Each entry needs to appear again, retyped exactly as it is below.

[Dataset excerpts]
++++++

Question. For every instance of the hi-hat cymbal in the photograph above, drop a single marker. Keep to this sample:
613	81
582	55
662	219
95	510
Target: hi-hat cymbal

++++++

*SOLVED EXERCISE*
Question. For every instance of the hi-hat cymbal in the photograph above, drop a single marker. Keep to this sample:
613	81
582	55
662	219
95	510
Target: hi-hat cymbal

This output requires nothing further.